About this exercise
In two sentences, summarize the piece below on the opening of the Lheidli T’enneh Health Centre.

Document section
December 3, 2023

The new health centre is a culturally safe place for healing located on the northside reserve

After many years in the works, Lheidli T’enneh First Nation has officially opened its own Health Centre in its northside subdivision.

The brand new building was opened with a special ribbon-cutting ceremony attended by Lheidli T’enneh Chief Dolleen Logan, members of Prince George city council, as well as health centre staff and elders.

“It’s been a very long journey,” said Chief Logan, who recalls the project was first approved in 2015 at her first official meeting on Lheidli T’enneh council.

She said the project hit some bumps in the road and was delayed due to the COVID-19 pandemic and supply issues but was finally completed this fall.

“This has been a long time coming. Our membership is going to just love it. It’s an amazing building and it’s a place for our community to come, have tea, and be comfortable,” said Logan.

She said the Health Centre represents a sense of ownership in the community and is a safe space for Lheidli T’enneh membership to come and see a doctor.

Data
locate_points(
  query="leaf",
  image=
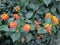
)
(48, 20)
(4, 28)
(15, 36)
(42, 30)
(29, 14)
(47, 2)
(26, 2)
(33, 6)
(28, 37)
(32, 26)
(10, 20)
(28, 21)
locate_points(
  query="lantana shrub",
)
(29, 22)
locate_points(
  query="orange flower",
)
(36, 22)
(48, 15)
(17, 8)
(13, 25)
(27, 27)
(4, 16)
(16, 16)
(55, 19)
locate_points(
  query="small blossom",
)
(13, 25)
(16, 16)
(48, 15)
(48, 26)
(36, 22)
(17, 8)
(27, 27)
(4, 16)
(55, 19)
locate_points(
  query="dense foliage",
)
(29, 22)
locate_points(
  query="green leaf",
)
(26, 2)
(33, 6)
(10, 20)
(48, 20)
(15, 36)
(32, 26)
(4, 28)
(29, 14)
(28, 21)
(47, 2)
(28, 37)
(42, 30)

Written solution
Lheidli T’enneh First Nation has officially opened its own Health Centre in its northside subdivision with a ribbon-cutting ceremony attended by Chief Dolleen Logan, members of Prince George city council, staff and elders. Chief Logan said the project was first approved in 2015 and delayed by the COVID-19 pandemic and supply issues, and that the centre gives the community a sense of ownership and a safe space to see a doctor.